● What to work on
Pick up the passage on regional bias in coin find data after its final sentence and keep writing it.

Global distribution of coin finds in FLAME.
Numismatists with knowledge of these regions will be mostly unsurprised by this. Most are aware that archaeological and scholarly circumstances are more favorable in some places than in others. The question is why. Though a tempting guess, it is not always a matter of wealth. Italy, for example, is a wealthy country with a dynamic academic culture and a strong interest in excavating and publishing archaeological materials on its territory. And yet we find comparatively little published material there compared to some other countries. On the other hand, Romania–significantly poorer today than Italy, but even more so under communism–is among the best-excavated and published numismatic contexts in Europe for late Roman coins. This was because its communist government was strongly invested in establishing Romania’s “Roman” roots and devoted enormous resources to supporting archaeological work, including coin evidence, that furthered this ideological objective.
FLAME has approached this problem by investigating why a given region looks the way that it does in FLAME. Answers are rarely simple and often require considering the legal, political, and historical contexts that have shaped the disciplinary histories and coin publication records of the region. These factors have remained largely invisible to non-experts and seldom discussed in publication, even among specialists.

Case Study: The United Kingdom

One of the best examples of such regional bias can be found in the United Kingdom, which shows the influence of politics and law on the shape of modern scholarship not only externally, in relation to other countries, but internally as well. This bias explains the stark differences in coin finds reported in England and Wales versus Scotland and Northern Ireland (discussed further below).
Figure 3. 
Coin find distribution in the British Isles and Northwestern France.
The main force behind this distortion has been the Portable Antiquities Scheme, a government program operating since 1997 within the parameters of several national heritage laws but in particular the Treasure Act — which deals with archaeological finds of precious metal objects.[16] The PAS regulates and (sometimes controversially) incentivizes the discovery and reporting of archaeological objects found by private individuals. While individuals are required by law to report significant discoveries of more than a single coin if gold or silver, or more than ten base metal (i.e. bronze) coins, the PAS framework facilitates the process, preventing some of the more important archaeological objects from being funneled into gray and black markets. The objects are first inspected by local authorities — Field Liaison Officers (FLOs) — who analyze, categorize, photograph, and record the objects in an online database .[17] Under most circumstances, the reporters will receive the objects back, at which point they are free to do with them what they want - and many do sell their finds to museums or on the market. This process is arguably a great incentive for them to report their finds or at least removes significant disincentives to doing so. The PAS is therefore a point of contrast to the many countries where found artifacts are considered the property of the state, with no (or limited) compensation offered to finders. The data gleaned from the process is published by PAS online, freely and openly. This has meant huge gains in coin find data for England and Wales in the years since its adoption.

● Supplied data
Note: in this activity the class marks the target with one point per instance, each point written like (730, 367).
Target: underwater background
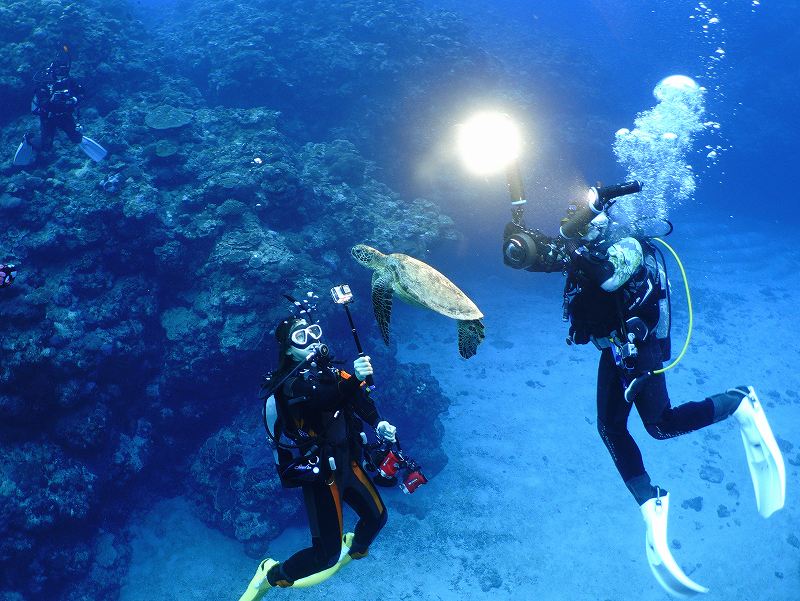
(251, 144)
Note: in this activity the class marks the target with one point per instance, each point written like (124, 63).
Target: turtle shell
(420, 284)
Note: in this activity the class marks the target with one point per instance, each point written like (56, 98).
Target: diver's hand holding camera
(363, 368)
(386, 431)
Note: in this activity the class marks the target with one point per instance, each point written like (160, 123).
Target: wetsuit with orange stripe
(329, 405)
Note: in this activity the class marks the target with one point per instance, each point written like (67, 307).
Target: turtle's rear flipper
(382, 302)
(470, 335)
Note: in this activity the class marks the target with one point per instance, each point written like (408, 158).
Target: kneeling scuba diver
(313, 414)
(56, 102)
(617, 296)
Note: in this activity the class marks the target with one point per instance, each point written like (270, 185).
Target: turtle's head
(367, 256)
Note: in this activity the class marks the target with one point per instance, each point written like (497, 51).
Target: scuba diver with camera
(617, 296)
(56, 102)
(313, 415)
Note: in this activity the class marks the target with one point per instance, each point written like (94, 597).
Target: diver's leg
(612, 424)
(324, 509)
(44, 141)
(363, 497)
(69, 127)
(662, 421)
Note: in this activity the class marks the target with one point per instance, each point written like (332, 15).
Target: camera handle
(369, 379)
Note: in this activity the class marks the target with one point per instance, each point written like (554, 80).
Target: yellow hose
(688, 302)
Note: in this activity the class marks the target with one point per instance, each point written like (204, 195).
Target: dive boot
(259, 585)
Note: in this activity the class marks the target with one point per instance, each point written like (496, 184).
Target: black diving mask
(304, 337)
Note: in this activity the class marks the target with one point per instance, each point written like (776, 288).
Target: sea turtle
(420, 285)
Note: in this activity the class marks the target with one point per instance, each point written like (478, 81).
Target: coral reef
(135, 335)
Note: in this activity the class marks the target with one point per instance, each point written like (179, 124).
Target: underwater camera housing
(519, 247)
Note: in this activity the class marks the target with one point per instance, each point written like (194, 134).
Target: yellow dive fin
(259, 585)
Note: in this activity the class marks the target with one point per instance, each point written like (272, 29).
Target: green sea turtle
(419, 285)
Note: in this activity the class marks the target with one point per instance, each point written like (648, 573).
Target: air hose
(689, 304)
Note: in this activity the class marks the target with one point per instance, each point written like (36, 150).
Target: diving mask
(304, 337)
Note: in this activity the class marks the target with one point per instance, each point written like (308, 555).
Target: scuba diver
(617, 297)
(7, 274)
(56, 102)
(313, 415)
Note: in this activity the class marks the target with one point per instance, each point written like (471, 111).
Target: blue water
(135, 336)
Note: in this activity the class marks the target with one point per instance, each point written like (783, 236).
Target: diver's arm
(365, 407)
(610, 269)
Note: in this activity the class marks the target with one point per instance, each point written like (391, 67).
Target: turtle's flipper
(470, 335)
(382, 301)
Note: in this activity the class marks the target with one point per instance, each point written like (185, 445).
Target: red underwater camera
(392, 465)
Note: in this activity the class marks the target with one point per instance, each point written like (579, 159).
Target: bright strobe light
(488, 143)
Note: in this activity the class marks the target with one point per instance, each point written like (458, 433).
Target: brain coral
(167, 117)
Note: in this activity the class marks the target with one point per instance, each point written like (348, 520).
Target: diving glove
(386, 431)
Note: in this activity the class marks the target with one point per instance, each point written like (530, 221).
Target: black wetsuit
(56, 103)
(594, 314)
(328, 405)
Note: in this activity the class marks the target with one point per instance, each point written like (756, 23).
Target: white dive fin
(344, 559)
(92, 149)
(24, 155)
(763, 455)
(664, 567)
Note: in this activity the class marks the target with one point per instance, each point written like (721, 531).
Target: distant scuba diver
(7, 274)
(313, 414)
(56, 102)
(617, 296)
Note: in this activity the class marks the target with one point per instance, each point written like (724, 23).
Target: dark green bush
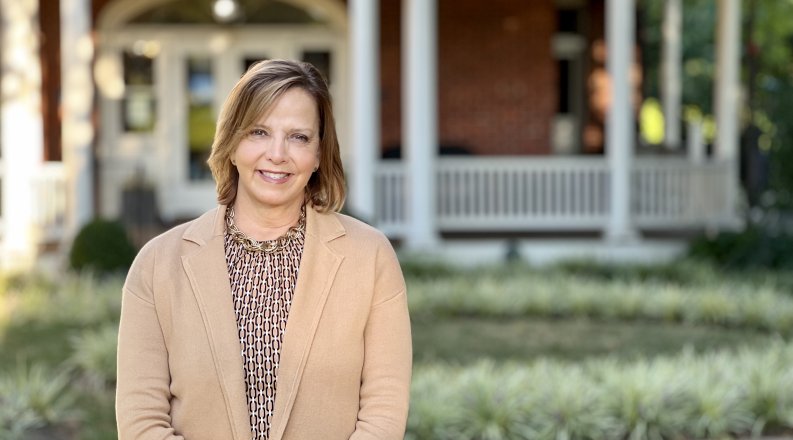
(752, 248)
(102, 246)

● Exercise output
This bias is obvious when comparing England, a peripheral and minor part of the Atlantic-Mediterranean macro-economy for much of the period FLAME covers, with Mediterranean countries. Thus, England and Wales’s 1355 coin finds far outnumber those of core economic regions in antiquity like Italy (467), Turkey (265), and Egypt (74). This has much to do with the structure of reporting in the UK, as well as the resources — and the legal enforcement efforts — devoted to making the system work. As we mentioned earlier, because Scotland and Northern Ireland do not participate in the PAS, the publication of coin finds discovered on their territory lags significantly behind England and Wales. This leads to a significant distortion in the British data encoded in FLAME; at the moment, FLAME records almost nothing about coin circulation in the United Kingdom outside of England and Wales. The British case study therefore demonstrates the extent of some of the biases underlying intra- and international variations within FLAME’s data, biases that would remain unknown by most of the project’s users.

Primary biases (ancient)

The regional biases discussed above are a modern phenomenon. But other biases lie much closer to the materials themselves and to the ancient economic activity of which they were a part. What we define as primary biases derive from lived experience in Late Antiquity and the early medieval period. Since we cannot fully reconstruct lived experience in the past, many of these biases are theoretical. Therefore, we must use proxies to answer questions about, e.g., the differential loss of coins. The few scholarly attempts made to understand the effects of primary biases on the modern numismatic landscape (i.e., the coins that scholars are left to work with in the present) have generally based their studies on theoretical models derived from modern economic phenomena.[18] The vast differences between societies over time, however, obstruct such an analogy. For example, there are obvious issues inherent in comparing a monetary economy, where transactions and taxes were paid in precious metal coins, to one where payments are primarily in credit and most cash denominations are bills.
In the pre-modern world, coins served as means of exchange and holders of wealth; they were issued in three metals (alloys based on gold, silver, and copper, respectively) and in various denominations (standards of fineness and weight holding a fixed value in the monetary system, e.g., in the contemporary United States, coins of 1, 5, 10, 25, or 50 cents). At various times and places in antiquity, certain metals and denominations were available, corresponding to different sectors and levels of economic activity. In general, gold-based coinages were used for extraordinary, costly transactions (e.g., purchases of land) and constituted the principal medium for storing wealth. Copper-based coins were used for everyday transactions. Silver-based coinages, between gold and copper in value, were used for salaries and middle-range purchases, and could also facilitate day-to-day exchanges and larger purchases.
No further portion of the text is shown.